▶ **Teks Bacaan**:

Sunday, April 22, 2012

Manajemen Berbasis Sekolah


 Pengertian Manajemen Berbasis Sekolah
Manajemen berbasis sekolah (MBS) adalah model manajemen yang memberikan otonomi lebih  ke sekolah-sekolah dan meningkatkan keterlibatan langsung dari komunitas sekolah (kepala sekolah, guru,  mahasiswa, staf, orang tua dan masyarakat) dalam pengambilan keputusan dalam rangka meningkatkan kualitas  sekolah di bawah kebijakan Departemen Pendidikan Nasional (Fadjar 2002). Konsep  MBS telah menarik ahli pendidikan di Indonesia pada akhir 1990-an, dan itu  secara resmi diadopsi sebagai model manajemen sekolah di Indonesia dengan disahkannya UU Nomor 20 Tahun 2003 tentang Sistem Pendidikan Nasional. Konsep MBS dipilih  didasarkan pada paradigma desentralisasi pendidikan yang diterapkan untuk memecahkan  ketidakefektifan dari paradigma pendidikan sentralistik yang sebelumnya diterapkan di Indonesia.
MBS merupakan model aplikasi manajemen institusional yang mengintegrasikan  seluruh sumber  internal dan eksternal  dengan lebih menekankan pada pentingnya menetapkan kebijakan melalui  perluasan otonomi sekolah.  Sasarannya adalah mengarahkan perencanaan, pelaksanaan, dan evaluasi kebijakan dalam rangka mencapai tujuan. Spesifikasinya berkenaan dengan visi, misi, dan tujuan yang dikemas dalam pengembangan kebijakan dan perencanaan (Wikipedia, 2009)  
MBS juga merupakan salah satu model manajemen strategik. Hal ini berarti meningkatkan pencapaian tujuan melalui  pengerahan sumber daya internal dan eksternal. Menurut Thomas Wheelen dan J. David Hunger (1995), empat langkah utama dalam menerapkan perencanaan strategik yaitu (1) memindai lingkungan internal dan eksternal (2) merumuskan strategi yang meliputi perumusan visi-misi, tujuan organisasi, strategi, dan kebijakan (3) implementasi strategi meliputi penyusunan progaram, penyusunan anggaran, dan penetapan prosedur (4) mengontrol dan mengevaluasi kinerja.
MBS merupakan salah satu strategik meningkatkan keunggulan sekolah dalam mencapai tujuan melalui usaha mengintegrasikan seluruh kekuatan internal dan eksternal. Pengintegrasian sumber daya dilakukan sejak tahap perencanaan, pelaksanaan sampai pada evaluasi atau kontrol. Strategi penerapannya dikembangkan dengan didasari asas keterbukaan informasi atau transparansi, meningkatkan partisipasi, kolaborasi, dan akuntabilitas.

▶ **Tugas 1**:
Jawab pertanyaan berikut berdasarkan teks tentang manajemen berbasis sekolah.
(a) Undang-undang apa yang membuat MBS resmi diadopsi sebagai model manajemen sekolah di Indonesia?
(b) Siapa yang mengemukakan empat langkah utama dalam menerapkan perencanaan strategik, dan pada tahun berapa?
(c) Asas apa saja yang mendasari pengembangan strategi penerapan MBS?
▶ **Tugas 2**:
Ketik ulang tanpa perubahan sebagian teks tentang manajemen berbasis sekolah. Mulailah dari bagian yang memuat kata-kata "Sunday, April 22, 2012", lalu berhenti setelah "diterapkan di Indonesia.".
Daftar berikut adalah bahan terpisah dan tidak berkaitan dengan teks tentang manajemen berbasis sekolah.

▶ **Bahan Sumber**:
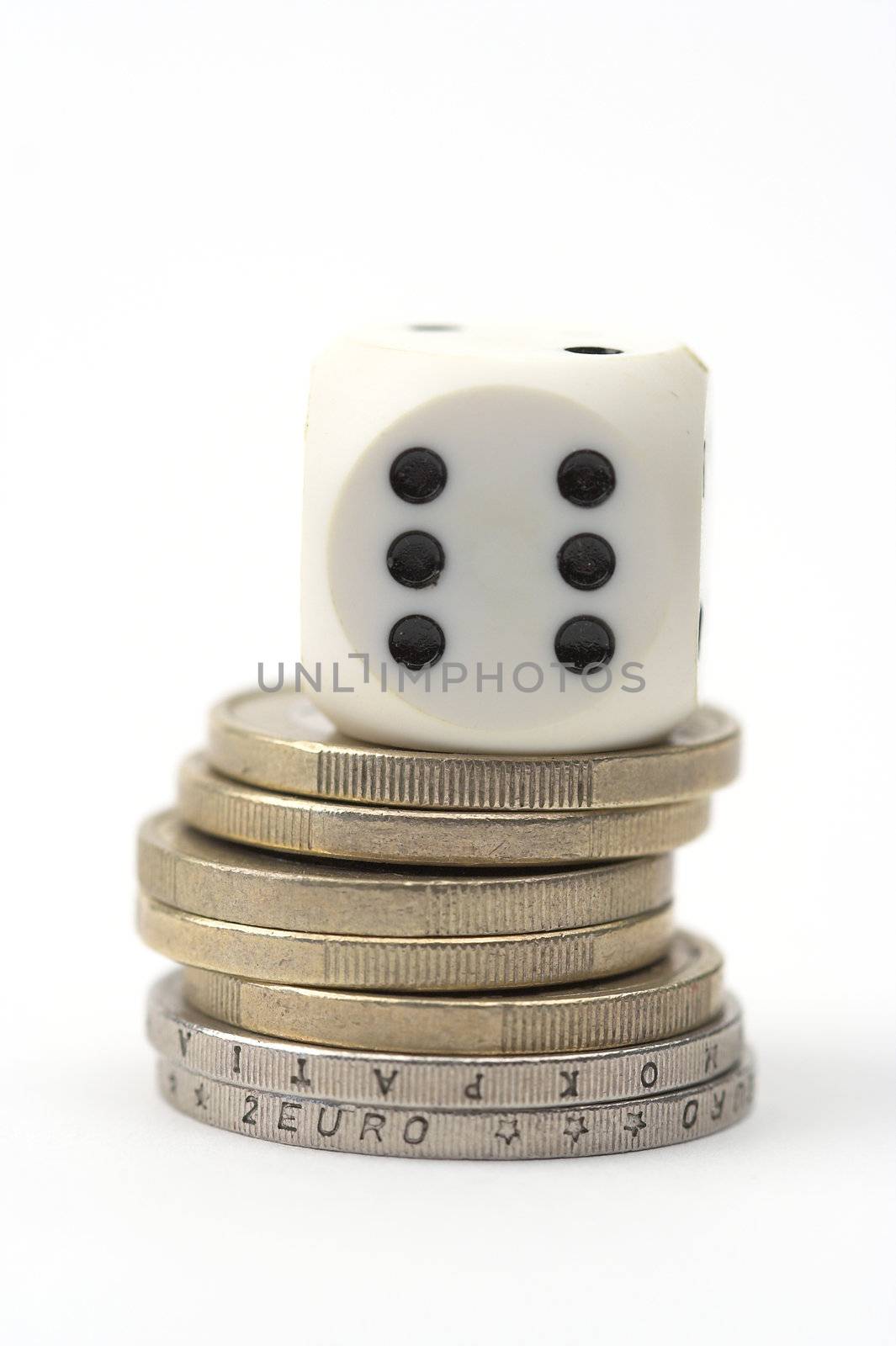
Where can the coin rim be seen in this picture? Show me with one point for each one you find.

▶ **Jawaban Benar 1**:
(a) UU Nomor 20 Tahun 2003 tentang Sistem Pendidikan Nasional.
(b) Thomas Wheelen dan J. David Hunger, pada tahun 1995.
(c) Asas keterbukaan informasi atau transparansi, meningkatkan partisipasi, kolaborasi, dan akuntabilitas.

▶ **Jawaban Benar 2**:
Sunday, April 22, 2012

Manajemen Berbasis Sekolah


 Pengertian Manajemen Berbasis Sekolah
Manajemen berbasis sekolah (MBS) adalah model manajemen yang memberikan otonomi lebih  ke sekolah-sekolah dan meningkatkan keterlibatan langsung dari komunitas sekolah (kepala sekolah, guru,  mahasiswa, staf, orang tua dan masyarakat) dalam pengambilan keputusan dalam rangka meningkatkan kualitas  sekolah di bawah kebijakan Departemen Pendidikan Nasional (Fadjar 2002). Konsep  MBS telah menarik ahli pendidikan di Indonesia pada akhir 1990-an, dan itu  secara resmi diadopsi sebagai model manajemen sekolah di Indonesia dengan disahkannya UU Nomor 20 Tahun 2003 tentang Sistem Pendidikan Nasional. Konsep MBS dipilih  didasarkan pada paradigma desentralisasi pendidikan yang diterapkan untuk memecahkan  ketidakefektifan dari paradigma pendidikan sentralistik yang sebelumnya diterapkan di Indonesia.